TASK DESCRIPTION
Leaving out all pictures, reproduce the entries below exactly, from the first line through the line that contains "target | green grass".

******************************

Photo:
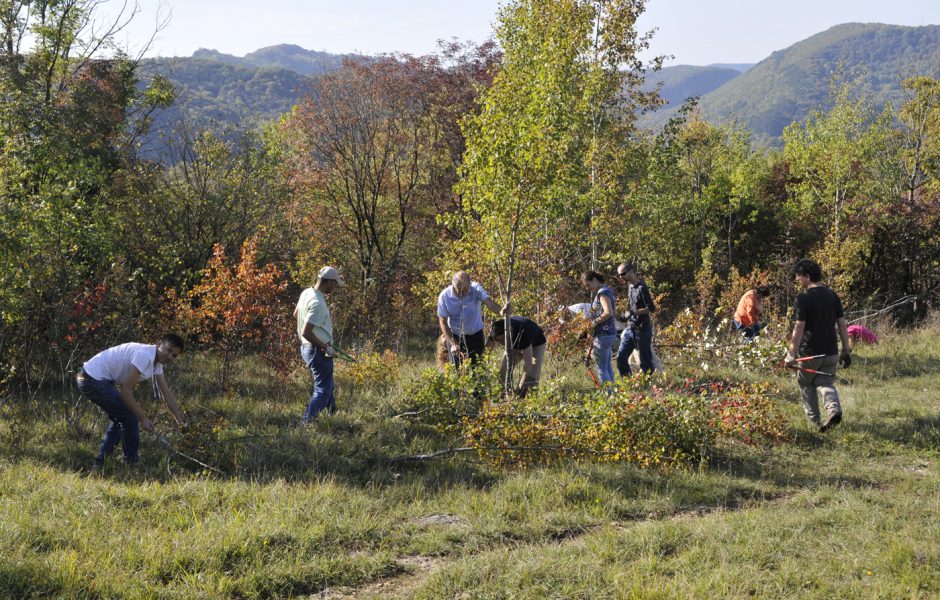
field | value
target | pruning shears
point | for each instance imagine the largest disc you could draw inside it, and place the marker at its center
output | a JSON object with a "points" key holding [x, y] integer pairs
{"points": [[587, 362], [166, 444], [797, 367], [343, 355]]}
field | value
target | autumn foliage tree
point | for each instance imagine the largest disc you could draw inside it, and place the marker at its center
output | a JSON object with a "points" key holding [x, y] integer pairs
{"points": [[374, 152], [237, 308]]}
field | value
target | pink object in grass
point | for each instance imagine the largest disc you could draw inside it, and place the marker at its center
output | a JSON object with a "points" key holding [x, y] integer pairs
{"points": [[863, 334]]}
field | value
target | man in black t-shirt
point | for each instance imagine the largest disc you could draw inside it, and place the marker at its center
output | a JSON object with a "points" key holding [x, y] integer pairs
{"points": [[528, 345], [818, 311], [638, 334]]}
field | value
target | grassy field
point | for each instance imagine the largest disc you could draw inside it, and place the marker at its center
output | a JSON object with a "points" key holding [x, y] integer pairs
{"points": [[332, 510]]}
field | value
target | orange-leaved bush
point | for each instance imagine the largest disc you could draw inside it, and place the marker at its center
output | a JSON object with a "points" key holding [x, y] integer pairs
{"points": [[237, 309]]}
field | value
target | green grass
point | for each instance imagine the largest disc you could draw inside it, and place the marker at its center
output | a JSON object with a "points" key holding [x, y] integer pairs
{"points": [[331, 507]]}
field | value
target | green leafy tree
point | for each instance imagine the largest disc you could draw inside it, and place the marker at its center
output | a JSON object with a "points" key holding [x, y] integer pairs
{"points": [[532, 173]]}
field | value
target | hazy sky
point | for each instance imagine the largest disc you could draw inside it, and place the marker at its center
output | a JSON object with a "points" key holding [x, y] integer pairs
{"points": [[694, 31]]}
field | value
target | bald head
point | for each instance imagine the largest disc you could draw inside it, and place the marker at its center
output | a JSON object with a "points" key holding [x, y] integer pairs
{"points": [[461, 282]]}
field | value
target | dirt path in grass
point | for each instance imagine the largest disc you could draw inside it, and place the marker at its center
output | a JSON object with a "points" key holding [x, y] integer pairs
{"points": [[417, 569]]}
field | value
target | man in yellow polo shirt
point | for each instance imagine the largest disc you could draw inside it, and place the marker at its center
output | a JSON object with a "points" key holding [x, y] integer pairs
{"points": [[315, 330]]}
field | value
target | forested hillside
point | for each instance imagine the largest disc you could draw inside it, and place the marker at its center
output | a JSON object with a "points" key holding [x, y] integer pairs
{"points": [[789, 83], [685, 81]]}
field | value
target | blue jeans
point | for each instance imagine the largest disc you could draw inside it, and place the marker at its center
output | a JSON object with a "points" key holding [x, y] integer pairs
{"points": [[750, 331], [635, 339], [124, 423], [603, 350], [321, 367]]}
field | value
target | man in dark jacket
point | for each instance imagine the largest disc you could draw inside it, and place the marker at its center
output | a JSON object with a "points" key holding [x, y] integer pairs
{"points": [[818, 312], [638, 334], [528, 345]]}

******************************

THE ANSWER
Photo:
field | value
target | pruning shears
point | for each instance imagine the largest disc you could draw inside it, and place the marker at its center
output | a JSON object with a "points" key holding [x, y] integer pairs
{"points": [[587, 362], [166, 444], [797, 367], [343, 355]]}
field | value
target | autumn foliage tree
point | for each instance imagine the largest disc you could draw inside it, and place the marker at its center
output | a JSON object with a "points" key holding [x, y] integer pairs
{"points": [[374, 152], [237, 308]]}
field | value
target | pink object in grass
point | for each instance imagine the largest disc you could draw inside it, and place the marker at its center
output | a JSON object with a "points" key holding [x, y] integer pairs
{"points": [[863, 334]]}
field | value
target | man in black t-shirt
point | for each instance imagine the largest disc you could draw inside it, and place the marker at its center
output | a JSON object with a "points" key holding [x, y] integer pairs
{"points": [[528, 345], [818, 311], [638, 334]]}
field | value
target | grassy field
point | for each instance imagine the largest disc you could draw inside it, and place the marker at its center
output | a JSON object with a "points" key holding [x, y] integer pairs
{"points": [[332, 510]]}
field | value
target | orange-leaved bush
point | for each instance imagine the largest disc you could draw inside it, and place the marker at its center
output | a JSON object with a "points" key holding [x, y] integer pairs
{"points": [[237, 309]]}
field | value
target | green grass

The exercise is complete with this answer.